_Your instructions_:
Write out the listing again, replacing "jersey sleeve" with "shirt cuff" and keeping everything else the same.

----

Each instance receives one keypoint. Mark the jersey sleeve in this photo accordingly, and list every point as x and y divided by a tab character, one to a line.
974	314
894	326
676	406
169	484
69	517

----

_Solution_:
Each instance receives one keypoint. Mark the shirt cuff in this photo accordingly, and list every point as x and y divided by a tab character, one to a line.
974	314
894	326
676	406
169	484
69	517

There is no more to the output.